■ Required task:
Render each line of the items below as a JSON list of strings, one string per line, leaving out blank lines.
### Records provided ###
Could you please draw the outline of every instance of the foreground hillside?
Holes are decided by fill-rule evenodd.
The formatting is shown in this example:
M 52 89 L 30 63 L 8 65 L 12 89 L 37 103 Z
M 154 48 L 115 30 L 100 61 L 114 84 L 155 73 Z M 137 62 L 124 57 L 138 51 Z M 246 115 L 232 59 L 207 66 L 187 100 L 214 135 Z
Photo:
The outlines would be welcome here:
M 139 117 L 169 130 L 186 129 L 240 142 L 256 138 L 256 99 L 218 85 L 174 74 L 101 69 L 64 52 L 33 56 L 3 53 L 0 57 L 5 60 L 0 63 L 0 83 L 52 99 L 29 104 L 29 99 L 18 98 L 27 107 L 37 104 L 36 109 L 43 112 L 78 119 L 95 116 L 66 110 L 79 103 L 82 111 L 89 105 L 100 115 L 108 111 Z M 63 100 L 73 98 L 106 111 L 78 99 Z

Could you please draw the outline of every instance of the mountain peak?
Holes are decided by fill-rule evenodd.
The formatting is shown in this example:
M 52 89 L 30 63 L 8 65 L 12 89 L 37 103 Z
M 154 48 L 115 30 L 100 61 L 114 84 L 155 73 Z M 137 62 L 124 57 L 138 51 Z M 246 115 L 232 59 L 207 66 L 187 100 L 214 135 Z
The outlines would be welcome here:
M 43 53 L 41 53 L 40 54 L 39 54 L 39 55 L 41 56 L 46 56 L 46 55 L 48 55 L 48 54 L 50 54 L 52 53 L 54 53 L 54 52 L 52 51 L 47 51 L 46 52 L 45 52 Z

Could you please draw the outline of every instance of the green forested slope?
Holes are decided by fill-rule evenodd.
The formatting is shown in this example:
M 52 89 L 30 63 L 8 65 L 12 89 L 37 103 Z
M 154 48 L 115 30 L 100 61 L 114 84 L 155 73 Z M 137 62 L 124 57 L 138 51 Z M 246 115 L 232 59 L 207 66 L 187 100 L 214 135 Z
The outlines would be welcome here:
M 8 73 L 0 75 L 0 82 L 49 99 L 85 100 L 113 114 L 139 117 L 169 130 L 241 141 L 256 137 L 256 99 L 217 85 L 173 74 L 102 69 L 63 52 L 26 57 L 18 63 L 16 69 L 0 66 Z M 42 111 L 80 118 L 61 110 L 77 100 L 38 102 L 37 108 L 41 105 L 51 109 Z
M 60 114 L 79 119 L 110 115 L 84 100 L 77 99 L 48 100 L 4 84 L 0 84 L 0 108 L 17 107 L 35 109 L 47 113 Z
###
■ Task answer:
[
  "Could you please draw the outline of every instance of the foreground hillside?",
  "Holes are decided by fill-rule evenodd.",
  "The formatting is shown in this example:",
  "M 52 89 L 30 63 L 8 65 L 12 89 L 37 103 Z",
  "M 154 48 L 115 30 L 100 61 L 114 84 L 155 73 Z M 137 62 L 124 57 L 138 51 Z M 246 115 L 232 59 L 207 66 L 187 100 L 214 135 Z",
  "Photo:",
  "The outlines would be welcome here:",
  "M 139 117 L 169 130 L 186 129 L 240 142 L 256 138 L 256 99 L 218 85 L 174 74 L 101 69 L 64 52 L 33 56 L 3 53 L 0 57 L 5 60 L 0 63 L 0 83 L 52 99 L 29 104 L 29 99 L 18 98 L 27 107 L 37 104 L 36 109 L 43 112 L 78 119 L 95 116 L 66 110 L 79 103 L 82 111 L 89 105 L 100 115 L 108 111 Z M 63 100 L 73 98 L 106 111 L 78 99 Z",
  "Could you please draw the outline of every instance of the mountain peak?",
  "Holes are decided by fill-rule evenodd.",
  "The formatting is shown in this example:",
  "M 52 89 L 30 63 L 8 65 L 12 89 L 37 103 Z",
  "M 154 48 L 115 30 L 100 61 L 114 84 L 155 73 Z M 137 62 L 124 57 L 138 51 Z M 246 115 L 232 59 L 207 66 L 187 100 L 214 135 Z",
  "The outlines would be welcome here:",
  "M 43 53 L 41 53 L 40 54 L 39 54 L 39 55 L 41 56 L 46 56 L 46 55 L 48 55 L 48 54 L 50 54 L 52 53 L 54 53 L 54 52 L 52 51 L 47 51 L 46 52 L 45 52 Z",
  "Could you please draw the outline of every instance of the green forested slope?",
  "Holes are decided by fill-rule evenodd.",
  "The formatting is shown in this example:",
  "M 52 89 L 30 63 L 8 65 L 12 89 L 37 103 Z",
  "M 154 48 L 115 30 L 100 61 L 114 84 L 155 73 Z M 137 62 L 124 57 L 138 51 Z M 246 115 L 232 59 L 207 66 L 187 100 L 214 135 Z",
  "The outlines would be welcome here:",
  "M 8 73 L 0 75 L 0 82 L 49 99 L 85 100 L 113 114 L 139 117 L 169 130 L 241 141 L 256 137 L 256 99 L 217 85 L 173 74 L 102 69 L 63 52 L 26 57 L 18 63 L 16 69 L 0 66 Z M 42 111 L 80 118 L 61 110 L 77 100 L 38 102 L 37 108 L 41 105 L 51 109 Z",
  "M 60 114 L 79 119 L 110 115 L 84 100 L 77 99 L 48 100 L 4 84 L 0 84 L 0 108 L 17 107 L 35 109 L 47 113 Z"
]